> [課題目標 A] 読解文から「ルポ。2007年12月17日読了。」以降「体当たり取材を敢行したもの。」までの部分を、両端を含めて一字一句正確に再現してください。

> [読解文]
______________________________
石井光太「神の棄てた裸体」感想。
ルポ。2007年12月17日読了。
石井光太 /新潮社 2007/09出版 310p 20cm ISBN:9784103054511 \1,575(税込)
「物乞う仏陀」でルポライターとして鮮烈なデビューを飾った石井光太の新作。
本書は、性に対して厳しいイスラム圏で、性がどのように扱われているかを、前作同様様々な国の底辺に行き、体当たり取材を敢行したもの。
______________________________
> [提供情報]
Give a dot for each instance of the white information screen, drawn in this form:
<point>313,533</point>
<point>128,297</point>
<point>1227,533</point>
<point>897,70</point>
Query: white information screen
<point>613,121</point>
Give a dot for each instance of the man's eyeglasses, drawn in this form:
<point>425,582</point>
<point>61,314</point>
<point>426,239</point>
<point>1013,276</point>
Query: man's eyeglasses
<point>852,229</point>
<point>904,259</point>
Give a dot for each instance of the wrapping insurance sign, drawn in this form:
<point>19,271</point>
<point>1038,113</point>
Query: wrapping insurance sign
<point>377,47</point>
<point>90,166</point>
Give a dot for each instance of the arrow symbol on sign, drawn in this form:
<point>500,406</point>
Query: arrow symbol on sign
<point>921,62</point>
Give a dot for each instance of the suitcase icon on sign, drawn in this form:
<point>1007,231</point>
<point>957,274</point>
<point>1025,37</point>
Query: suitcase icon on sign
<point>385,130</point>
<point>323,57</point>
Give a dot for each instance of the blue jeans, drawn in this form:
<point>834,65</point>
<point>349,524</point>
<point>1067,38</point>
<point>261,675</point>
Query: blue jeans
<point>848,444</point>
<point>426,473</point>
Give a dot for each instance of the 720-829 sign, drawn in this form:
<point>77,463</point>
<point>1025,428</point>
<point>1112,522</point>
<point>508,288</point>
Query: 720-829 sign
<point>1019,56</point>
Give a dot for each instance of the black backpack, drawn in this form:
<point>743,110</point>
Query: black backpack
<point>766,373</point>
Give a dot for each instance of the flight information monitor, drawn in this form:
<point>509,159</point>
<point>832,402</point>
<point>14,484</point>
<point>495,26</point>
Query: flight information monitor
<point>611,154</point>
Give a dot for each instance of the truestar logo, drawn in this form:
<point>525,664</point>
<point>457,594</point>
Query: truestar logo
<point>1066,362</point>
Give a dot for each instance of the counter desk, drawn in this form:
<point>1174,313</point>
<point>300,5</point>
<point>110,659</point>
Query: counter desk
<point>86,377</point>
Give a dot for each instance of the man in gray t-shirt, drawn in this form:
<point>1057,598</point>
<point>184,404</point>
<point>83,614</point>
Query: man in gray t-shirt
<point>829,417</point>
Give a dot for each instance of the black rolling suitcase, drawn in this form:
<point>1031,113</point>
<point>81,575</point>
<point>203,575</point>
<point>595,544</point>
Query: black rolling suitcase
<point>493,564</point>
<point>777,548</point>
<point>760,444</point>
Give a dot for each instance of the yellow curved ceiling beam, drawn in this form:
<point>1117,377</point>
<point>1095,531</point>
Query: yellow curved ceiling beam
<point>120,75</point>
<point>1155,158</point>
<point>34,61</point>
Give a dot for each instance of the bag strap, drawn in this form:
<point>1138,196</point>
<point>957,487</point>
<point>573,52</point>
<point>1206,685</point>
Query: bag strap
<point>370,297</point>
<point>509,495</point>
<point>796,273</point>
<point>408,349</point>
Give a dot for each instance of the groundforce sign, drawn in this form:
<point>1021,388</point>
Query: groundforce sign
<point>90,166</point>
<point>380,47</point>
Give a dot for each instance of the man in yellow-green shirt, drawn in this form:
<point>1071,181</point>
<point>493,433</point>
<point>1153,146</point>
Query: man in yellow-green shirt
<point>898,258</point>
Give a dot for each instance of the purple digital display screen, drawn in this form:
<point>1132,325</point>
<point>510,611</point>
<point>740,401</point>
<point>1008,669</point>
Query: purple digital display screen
______________________________
> [課題目標 B] 上記のエントリーのうち、「Give a dot for each instance of the 720-829」を含む行から「<point>760,444</point>」を含む行までを両端の行も含めて書き出してください。それ以外の行は含めないでください。

> [記述回答 A]
ルポ。2007年12月17日読了。
石井光太 /新潮社 2007/09出版 310p 20cm ISBN:9784103054511 \1,575(税込)
「物乞う仏陀」でルポライターとして鮮烈なデビューを飾った石井光太の新作。
本書は、性に対して厳しいイスラム圏で、性がどのように扱われているかを、前作同様様々な国の底辺に行き、体当たり取材を敢行したもの。

> [記述回答 B]
Give a dot for each instance of the 720-829 sign, drawn in this form:
<point>77,463</point>
<point>1025,428</point>
<point>1112,522</point>
<point>508,288</point>
Query: 720-829 sign
<point>1019,56</point>
Give a dot for each instance of the black backpack, drawn in this form:
<point>743,110</point>
Query: black backpack
<point>766,373</point>
Give a dot for each instance of the flight information monitor, drawn in this form:
<point>509,159</point>
<point>832,402</point>
<point>14,484</point>
<point>495,26</point>
Query: flight information monitor
<point>611,154</point>
Give a dot for each instance of the truestar logo, drawn in this form:
<point>525,664</point>
<point>457,594</point>
Query: truestar logo
<point>1066,362</point>
Give a dot for each instance of the counter desk, drawn in this form:
<point>1174,313</point>
<point>300,5</point>
<point>110,659</point>
Query: counter desk
<point>86,377</point>
Give a dot for each instance of the man in gray t-shirt, drawn in this form:
<point>1057,598</point>
<point>184,404</point>
<point>83,614</point>
Query: man in gray t-shirt
<point>829,417</point>
Give a dot for each instance of the black rolling suitcase, drawn in this form:
<point>1031,113</point>
<point>81,575</point>
<point>203,575</point>
<point>595,544</point>
Query: black rolling suitcase
<point>493,564</point>
<point>777,548</point>
<point>760,444</point>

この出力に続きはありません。